— Your objective —
Render every line of the entries below as a numbered list, skipping blank lines and leaving out the pictures.

::: Data shown :::

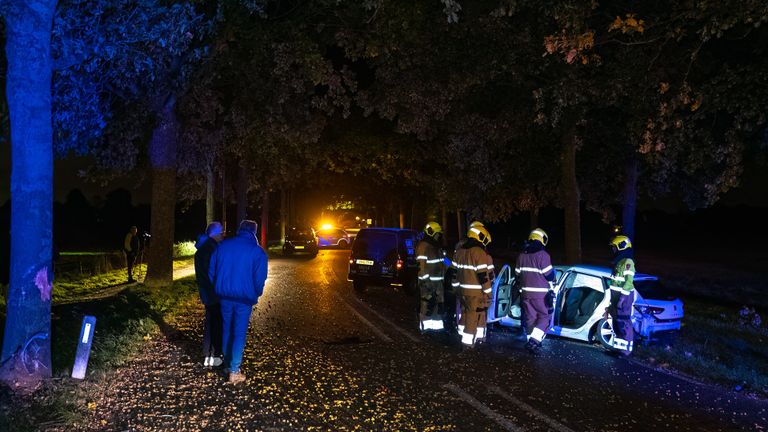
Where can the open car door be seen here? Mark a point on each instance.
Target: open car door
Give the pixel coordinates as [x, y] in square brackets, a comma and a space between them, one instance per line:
[502, 294]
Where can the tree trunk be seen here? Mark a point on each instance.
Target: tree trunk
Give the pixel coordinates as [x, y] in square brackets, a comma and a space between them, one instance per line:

:::

— Task solution —
1. Where can the open car door be seen here? Mark a point on each instance.
2. Target: open car door
3. Give the pixel coordinates as [x, y] in square brackets, a comma and a space between them, one instance per line:
4. [502, 294]
5. Where can the tree trunk be seen here? Mark a point on each instance.
6. Target: tree trunk
7. Give the pixel coordinates as [x, y] in square brackets, a comma and a space between them, one instance per line:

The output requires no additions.